%%
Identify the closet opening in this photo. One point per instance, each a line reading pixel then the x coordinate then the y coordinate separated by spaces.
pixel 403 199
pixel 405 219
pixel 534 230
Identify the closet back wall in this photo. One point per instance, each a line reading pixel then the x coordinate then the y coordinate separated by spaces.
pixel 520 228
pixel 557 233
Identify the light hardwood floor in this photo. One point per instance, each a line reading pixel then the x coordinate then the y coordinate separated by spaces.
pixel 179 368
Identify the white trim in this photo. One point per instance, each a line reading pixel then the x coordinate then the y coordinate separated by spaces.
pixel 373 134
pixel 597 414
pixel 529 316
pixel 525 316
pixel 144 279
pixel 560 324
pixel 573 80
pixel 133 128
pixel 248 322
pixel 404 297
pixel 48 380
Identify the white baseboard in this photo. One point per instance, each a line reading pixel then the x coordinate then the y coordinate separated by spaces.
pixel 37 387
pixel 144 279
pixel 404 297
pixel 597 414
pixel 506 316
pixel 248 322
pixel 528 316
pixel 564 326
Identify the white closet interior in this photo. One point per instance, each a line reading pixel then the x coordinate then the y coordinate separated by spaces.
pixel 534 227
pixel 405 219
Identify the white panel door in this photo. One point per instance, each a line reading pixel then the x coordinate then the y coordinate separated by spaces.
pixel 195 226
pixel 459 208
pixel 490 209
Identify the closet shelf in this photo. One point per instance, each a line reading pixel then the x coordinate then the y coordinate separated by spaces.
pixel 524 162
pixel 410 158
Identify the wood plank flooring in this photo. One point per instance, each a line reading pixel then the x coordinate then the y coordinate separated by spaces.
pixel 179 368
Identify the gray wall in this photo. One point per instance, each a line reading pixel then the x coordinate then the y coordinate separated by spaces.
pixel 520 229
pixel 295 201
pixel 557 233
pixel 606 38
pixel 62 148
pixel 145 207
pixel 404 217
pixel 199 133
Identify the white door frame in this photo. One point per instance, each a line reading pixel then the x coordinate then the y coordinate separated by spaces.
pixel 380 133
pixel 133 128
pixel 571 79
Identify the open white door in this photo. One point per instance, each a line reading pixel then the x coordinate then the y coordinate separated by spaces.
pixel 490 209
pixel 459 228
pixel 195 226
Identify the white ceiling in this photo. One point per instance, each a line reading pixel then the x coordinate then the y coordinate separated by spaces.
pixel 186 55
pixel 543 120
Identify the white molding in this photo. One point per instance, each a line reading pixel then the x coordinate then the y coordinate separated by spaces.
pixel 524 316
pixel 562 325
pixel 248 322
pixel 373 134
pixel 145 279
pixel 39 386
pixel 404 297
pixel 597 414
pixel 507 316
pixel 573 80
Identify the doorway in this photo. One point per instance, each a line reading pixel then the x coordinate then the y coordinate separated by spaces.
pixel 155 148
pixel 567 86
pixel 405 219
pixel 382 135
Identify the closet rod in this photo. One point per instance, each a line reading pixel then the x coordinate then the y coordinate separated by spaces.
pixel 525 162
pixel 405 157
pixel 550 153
%%
[TASK STATEMENT] All the lines above need to be printed again, exactly.

[SOLUTION FOR THIS EXERCISE]
Identify the closet opening in this photo. One point per instance, each a line reading pixel then the x coordinate then the y coordinate separated by spaces.
pixel 403 199
pixel 405 219
pixel 534 230
Identify the closet back wall in this photo. One point per instance, each a line reading pixel then the x coordinate then the y coordinate separated by spaces.
pixel 520 228
pixel 557 233
Identify the light hardwood floor in this photo. One point per instance, each a line reading pixel then the x coordinate then the y coordinate separated by spaces.
pixel 179 368
Identify the white trim in this photo. One point per instance, each a line reading pixel then the x coordinate then the y coordinate separated by spaces.
pixel 373 134
pixel 597 414
pixel 529 316
pixel 525 316
pixel 144 279
pixel 560 324
pixel 573 80
pixel 133 128
pixel 248 322
pixel 404 297
pixel 48 380
Identify the white baseboard in this photo. One point per instance, each a line reading pixel then the x coordinate then the y coordinate separated by spaces.
pixel 37 387
pixel 144 279
pixel 404 297
pixel 597 414
pixel 506 316
pixel 248 322
pixel 528 316
pixel 564 326
Identify the white closet interior in this photo. One point per instance, each a line reading pixel then the x coordinate then the y coordinate separated by spaces.
pixel 534 227
pixel 405 219
Identify the white panel door in this photo. One point per instance, each a line reading pixel then the x coordinate then the y coordinate separated by spaces.
pixel 195 226
pixel 459 208
pixel 490 209
Identify the closet shelf in this photo. One point per instance, each a line reading pixel then the x coordinate then the y coordinate separated by spaces.
pixel 524 162
pixel 410 158
Identify the wood plank flooring in this photo. One point per instance, each a line reading pixel then the x coordinate then the y coordinate separated by spaces.
pixel 179 368
Identify the gray wall in this photo. One point per instance, each a line reading pixel then the x coordinate then the y coordinate separated by spaces.
pixel 520 229
pixel 295 201
pixel 557 233
pixel 606 38
pixel 62 148
pixel 145 207
pixel 404 217
pixel 199 133
Identify the white door frame in this photo. One point per instance, each a line reading pixel then the x coordinate then the y coordinate separated by spaces.
pixel 380 133
pixel 133 128
pixel 571 79
Identify the open white door in this photo. One point per instance, each a line reading pixel then the x coordinate then the y coordinate separated by spaces.
pixel 490 209
pixel 459 228
pixel 195 226
Identify the white ceiling in this photo. One point per instance, each a line reading pixel then the x coordinate then the y coordinate separated by spaces.
pixel 186 55
pixel 543 120
Identify the white molding in this photo. One point per instance, each a line reading pixel then the x coordinate then the y coordinate separated by spaces.
pixel 524 316
pixel 562 325
pixel 248 322
pixel 373 134
pixel 145 279
pixel 39 386
pixel 404 297
pixel 597 414
pixel 507 316
pixel 573 80
Identify the doorway in this photo. One point per instance, each a line reading pixel then the x coordinate then the y coordinate separated by spaces.
pixel 155 148
pixel 567 86
pixel 405 219
pixel 382 135
Identify the closet rod in this photo. One point per instance, each a line reading pixel then the x coordinate then the y coordinate separated by spaces.
pixel 525 162
pixel 405 157
pixel 550 153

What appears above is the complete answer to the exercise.